YOUR GOAL: Here are some entries; quote each one exactly.

--- start of DATASET EXTRACT ---

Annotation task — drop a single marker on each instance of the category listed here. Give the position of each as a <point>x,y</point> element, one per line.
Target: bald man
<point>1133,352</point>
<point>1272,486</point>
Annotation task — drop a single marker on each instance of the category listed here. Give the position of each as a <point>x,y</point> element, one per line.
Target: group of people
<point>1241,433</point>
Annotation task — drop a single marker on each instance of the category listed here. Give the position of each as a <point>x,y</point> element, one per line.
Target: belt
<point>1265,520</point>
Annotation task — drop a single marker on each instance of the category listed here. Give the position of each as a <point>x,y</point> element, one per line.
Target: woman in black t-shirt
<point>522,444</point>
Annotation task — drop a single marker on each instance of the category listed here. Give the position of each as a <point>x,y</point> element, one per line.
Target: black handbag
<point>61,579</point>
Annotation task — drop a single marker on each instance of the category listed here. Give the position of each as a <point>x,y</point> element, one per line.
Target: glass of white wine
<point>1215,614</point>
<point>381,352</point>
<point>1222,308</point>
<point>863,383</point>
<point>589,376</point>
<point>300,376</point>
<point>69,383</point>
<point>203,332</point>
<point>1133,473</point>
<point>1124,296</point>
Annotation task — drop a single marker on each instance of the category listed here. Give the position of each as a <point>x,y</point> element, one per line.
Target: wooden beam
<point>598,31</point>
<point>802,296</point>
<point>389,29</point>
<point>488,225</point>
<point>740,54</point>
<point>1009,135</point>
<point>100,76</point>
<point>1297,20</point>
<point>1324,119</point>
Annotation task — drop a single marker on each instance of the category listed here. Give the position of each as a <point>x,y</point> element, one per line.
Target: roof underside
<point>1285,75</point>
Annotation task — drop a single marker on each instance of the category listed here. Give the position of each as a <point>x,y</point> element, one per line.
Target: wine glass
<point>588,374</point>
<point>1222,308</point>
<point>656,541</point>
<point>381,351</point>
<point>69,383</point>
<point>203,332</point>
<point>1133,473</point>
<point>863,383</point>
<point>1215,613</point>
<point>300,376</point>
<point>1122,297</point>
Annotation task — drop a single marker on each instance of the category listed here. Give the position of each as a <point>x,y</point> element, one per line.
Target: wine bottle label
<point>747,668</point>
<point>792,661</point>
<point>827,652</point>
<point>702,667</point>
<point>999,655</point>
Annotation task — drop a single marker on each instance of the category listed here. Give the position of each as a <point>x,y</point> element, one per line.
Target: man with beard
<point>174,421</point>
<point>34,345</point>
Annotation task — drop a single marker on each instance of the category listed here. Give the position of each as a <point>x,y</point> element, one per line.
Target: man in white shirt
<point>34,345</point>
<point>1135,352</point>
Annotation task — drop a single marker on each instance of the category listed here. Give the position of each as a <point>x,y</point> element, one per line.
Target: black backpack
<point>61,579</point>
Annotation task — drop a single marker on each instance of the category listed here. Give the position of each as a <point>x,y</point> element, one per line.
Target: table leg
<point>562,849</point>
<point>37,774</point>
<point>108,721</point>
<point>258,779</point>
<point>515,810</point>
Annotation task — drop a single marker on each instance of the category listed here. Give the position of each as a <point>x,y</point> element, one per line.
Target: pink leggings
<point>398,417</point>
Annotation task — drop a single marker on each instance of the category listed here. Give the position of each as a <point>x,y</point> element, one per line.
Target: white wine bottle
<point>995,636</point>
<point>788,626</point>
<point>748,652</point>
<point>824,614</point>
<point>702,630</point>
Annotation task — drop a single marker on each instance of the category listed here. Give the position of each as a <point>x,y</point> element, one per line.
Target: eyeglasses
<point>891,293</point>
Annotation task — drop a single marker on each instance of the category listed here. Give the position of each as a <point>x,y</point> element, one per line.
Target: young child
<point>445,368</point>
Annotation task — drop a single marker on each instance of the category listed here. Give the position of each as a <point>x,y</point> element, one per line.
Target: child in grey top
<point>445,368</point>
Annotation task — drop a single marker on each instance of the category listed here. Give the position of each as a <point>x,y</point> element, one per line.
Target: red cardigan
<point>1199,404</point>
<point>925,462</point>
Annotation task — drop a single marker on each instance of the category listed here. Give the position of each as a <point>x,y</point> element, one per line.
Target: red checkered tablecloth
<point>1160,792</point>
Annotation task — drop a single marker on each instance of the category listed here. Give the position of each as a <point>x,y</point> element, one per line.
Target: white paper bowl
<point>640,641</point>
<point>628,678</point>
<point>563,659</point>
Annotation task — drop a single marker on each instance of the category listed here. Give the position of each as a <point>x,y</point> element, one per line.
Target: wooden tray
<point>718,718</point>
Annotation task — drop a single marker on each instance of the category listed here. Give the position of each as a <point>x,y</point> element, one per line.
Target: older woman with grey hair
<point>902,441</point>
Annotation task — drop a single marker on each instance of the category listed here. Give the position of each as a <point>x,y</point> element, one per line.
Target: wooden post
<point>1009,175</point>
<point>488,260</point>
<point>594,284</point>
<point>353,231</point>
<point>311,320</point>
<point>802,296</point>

--- end of DATASET EXTRACT ---

TASK SOLUTION:
Annotation task — drop a single marker on each instance of the category listed here. Give the position of each as a <point>x,y</point> element, one per line.
Target: bald man
<point>1133,352</point>
<point>1272,486</point>
Annotation task — drop a single marker on each instance of the category listed here. Give the position of each as a <point>x,y</point> element, one per line.
Target: group of people
<point>1241,433</point>
Annotation task — drop a single marker on each instance of the category listed here. Give the position of each as a <point>x,y</point> element, one per line.
Target: belt
<point>1265,520</point>
Annotation task — drop a single marker on each instance of the category listed here. Give the position of each as a <point>x,y</point> element, one per line.
Target: woman in black t-shirt
<point>522,444</point>
Annotation task — drop a single marker on each instance of the category listed here. Give the position of each as a <point>x,y</point> element, one per line.
Target: black handbag
<point>61,579</point>
Annotation task — drop a single marker on each instance of the category listed here. Give the position of each as a <point>x,y</point> element, one per line.
Target: glass of white wine
<point>1215,614</point>
<point>381,352</point>
<point>1222,308</point>
<point>863,383</point>
<point>589,376</point>
<point>300,376</point>
<point>69,383</point>
<point>203,332</point>
<point>1133,473</point>
<point>1124,296</point>
Annotation task — drop a single marker on each instance of the category listed here. Give the position of each as a <point>x,y</point> element, one per line.
Target: wooden beam
<point>598,31</point>
<point>802,296</point>
<point>389,29</point>
<point>488,225</point>
<point>740,54</point>
<point>1009,135</point>
<point>100,76</point>
<point>1297,20</point>
<point>1324,119</point>
Annotation task — drop a single marker on each instance of the category listed here. Give the position of each as a <point>x,y</point> element, one per line.
Target: roof underside
<point>1285,75</point>
Annotation task — drop a single marker on each instance of the category listed here. Give the position of each as a <point>x,y</point> element, one per line.
Target: wine glass
<point>588,374</point>
<point>1222,308</point>
<point>656,541</point>
<point>381,351</point>
<point>69,383</point>
<point>203,332</point>
<point>1133,473</point>
<point>863,383</point>
<point>1215,613</point>
<point>300,376</point>
<point>1122,297</point>
Annotation task — drop a single marker on each instance of the category listed here. Give the position of each as a <point>x,y</point> element, one per line.
Target: wine bottle label
<point>747,668</point>
<point>792,661</point>
<point>827,652</point>
<point>702,667</point>
<point>999,655</point>
Annotation task — drop a single marker on each instance of the category listed here. Give the position of each as a <point>x,y</point> element, one per line.
Target: man with beard
<point>174,421</point>
<point>34,345</point>
Annotation task — drop a single marker on each instance of the category listed here. Give the position of each as a <point>x,y</point> element, one per line.
Target: man in white shirt
<point>34,345</point>
<point>1135,352</point>
Annotation task — drop a single marker on each instance of the category listed here. Give the position of each as a <point>x,y</point> element, one per line.
Target: black backpack
<point>61,579</point>
Annotation task — drop a single marker on each instance of the category listed here. Give the position of each as a <point>x,y</point> element, one per line.
Target: table leg
<point>562,849</point>
<point>37,774</point>
<point>108,721</point>
<point>258,779</point>
<point>515,810</point>
Annotation task — drop a single marker on each instance of the category listed here. Give the position of each as a <point>x,y</point> element, one per line.
Target: pink leggings
<point>398,417</point>
Annotation task — drop a single marker on each instance of the category listed here. Give the position of each as a <point>x,y</point> element, one per line.
Target: white wine bottle
<point>995,636</point>
<point>788,626</point>
<point>748,652</point>
<point>824,614</point>
<point>702,630</point>
Annotation task — drop a single marker on each instance of the category listed here. Give the position of each as a <point>x,y</point> element, one per line.
Target: eyeglasses
<point>891,293</point>
Annotation task — drop a single marker on each instance of the category listed here. Give the position of each as a <point>x,y</point> element, one per line.
Target: young child
<point>445,368</point>
Annotation task — drop a single marker on each instance of the category listed here. Give the position of each as a <point>x,y</point> element, one per line.
Target: child in grey top
<point>445,368</point>
Annotation task — drop a single marker on each instance of the category listed here. Give the position of each as a <point>x,y</point> element, one per line.
Target: red cardigan
<point>1199,404</point>
<point>925,462</point>
Annotation task — drop a single marker on each instance of the category listed here. Give the position of each as a <point>x,y</point> element, one per line.
Target: red checkered tablecloth
<point>1160,792</point>
Annotation task — drop a single marker on each instance of the category listed here. Give the position of each as a <point>x,y</point> element, one per line.
Target: white paper bowl
<point>640,641</point>
<point>628,678</point>
<point>563,659</point>
Annotation task — drop a single marker on each instance of the category listed here. Give the position of each as a <point>x,y</point> element, one per line.
Target: wooden tray
<point>718,718</point>
Annotation task — drop a single marker on each instance of the category listed here. Give the position of each as a <point>x,y</point> element, one per line.
Target: older woman with grey hair
<point>902,441</point>
Annotation task — drop a single marker on each instance of the category listed here. Give the position of each as a <point>x,y</point> element, one per line.
Target: wooden post
<point>1009,175</point>
<point>488,260</point>
<point>594,284</point>
<point>353,231</point>
<point>311,320</point>
<point>802,296</point>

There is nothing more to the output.